**TASK:** The answer must consist of every line below containing "truck".

Stored data
>>>>>

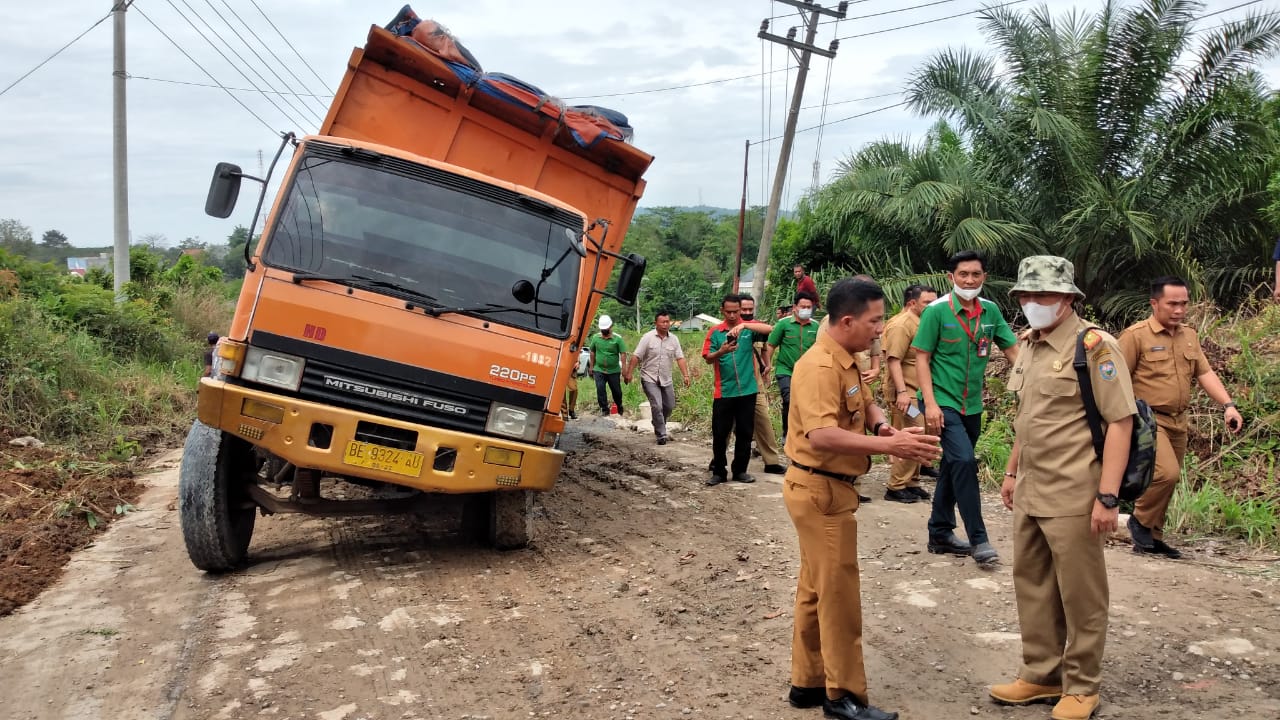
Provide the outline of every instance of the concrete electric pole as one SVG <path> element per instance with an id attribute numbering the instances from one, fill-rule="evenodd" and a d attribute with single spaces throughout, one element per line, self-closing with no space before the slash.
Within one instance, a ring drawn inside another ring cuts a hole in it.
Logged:
<path id="1" fill-rule="evenodd" d="M 116 302 L 125 300 L 124 286 L 129 282 L 129 136 L 125 103 L 124 13 L 133 0 L 118 0 L 111 9 L 115 43 L 111 69 L 112 102 L 112 175 L 115 184 L 115 256 L 111 276 L 115 279 Z"/>
<path id="2" fill-rule="evenodd" d="M 832 40 L 828 50 L 815 47 L 814 39 L 818 35 L 818 19 L 822 16 L 843 20 L 849 3 L 842 2 L 835 10 L 824 8 L 811 0 L 774 0 L 800 10 L 806 26 L 804 42 L 796 42 L 796 29 L 793 27 L 786 37 L 769 32 L 769 21 L 760 23 L 758 36 L 769 42 L 785 45 L 796 58 L 799 70 L 796 73 L 796 88 L 791 95 L 791 109 L 787 111 L 787 124 L 782 131 L 782 149 L 778 152 L 778 167 L 773 175 L 773 190 L 769 195 L 769 207 L 764 215 L 764 231 L 760 236 L 760 253 L 756 256 L 755 285 L 752 288 L 756 297 L 756 307 L 764 307 L 765 272 L 769 266 L 769 251 L 773 247 L 773 231 L 778 224 L 778 205 L 782 203 L 782 189 L 787 183 L 787 164 L 791 161 L 791 143 L 796 136 L 796 121 L 800 118 L 800 101 L 804 98 L 804 81 L 809 76 L 809 58 L 821 55 L 828 60 L 836 56 L 839 41 Z"/>

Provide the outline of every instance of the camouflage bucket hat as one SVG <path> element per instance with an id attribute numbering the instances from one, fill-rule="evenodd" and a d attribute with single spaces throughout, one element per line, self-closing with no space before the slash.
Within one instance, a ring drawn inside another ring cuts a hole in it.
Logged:
<path id="1" fill-rule="evenodd" d="M 1019 292 L 1066 293 L 1084 297 L 1075 285 L 1071 261 L 1054 255 L 1032 255 L 1018 264 L 1018 282 L 1009 294 Z"/>

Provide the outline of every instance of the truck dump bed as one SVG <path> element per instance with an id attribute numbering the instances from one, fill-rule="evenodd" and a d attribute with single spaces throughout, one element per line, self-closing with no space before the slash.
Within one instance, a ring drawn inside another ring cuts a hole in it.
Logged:
<path id="1" fill-rule="evenodd" d="M 600 138 L 583 147 L 546 107 L 481 92 L 410 39 L 380 27 L 355 49 L 322 135 L 400 148 L 523 185 L 625 231 L 644 192 L 652 156 Z M 620 235 L 611 233 L 617 248 Z M 609 260 L 604 265 L 607 272 Z"/>

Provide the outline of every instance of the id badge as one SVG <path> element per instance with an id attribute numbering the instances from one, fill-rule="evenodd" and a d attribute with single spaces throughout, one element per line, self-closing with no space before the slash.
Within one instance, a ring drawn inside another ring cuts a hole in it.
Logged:
<path id="1" fill-rule="evenodd" d="M 984 358 L 991 353 L 991 340 L 989 338 L 978 338 L 978 357 Z"/>

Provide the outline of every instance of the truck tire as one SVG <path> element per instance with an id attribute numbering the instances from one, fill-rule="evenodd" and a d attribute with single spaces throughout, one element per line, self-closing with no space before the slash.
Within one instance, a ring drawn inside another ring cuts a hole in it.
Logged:
<path id="1" fill-rule="evenodd" d="M 178 471 L 178 516 L 192 564 L 207 572 L 244 562 L 257 508 L 245 492 L 253 448 L 197 420 Z"/>
<path id="2" fill-rule="evenodd" d="M 489 493 L 489 543 L 517 550 L 533 537 L 533 493 L 512 490 Z"/>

<<<<<

**SOLUTION:**
Provide the outline of every instance of the truck dump bed as one SVG <path> element per instance with an id attribute numbering the instances from one, fill-rule="evenodd" and a d attribute with single spaces throughout, one element per line, self-closing with no space before the slash.
Provide the outline of every instance of the truck tire as one SVG <path> element per instance with an id attribute numbering the instances from one, fill-rule="evenodd" and a d attribute with single spaces throughout, one element per line, self-closing with no space before the slash.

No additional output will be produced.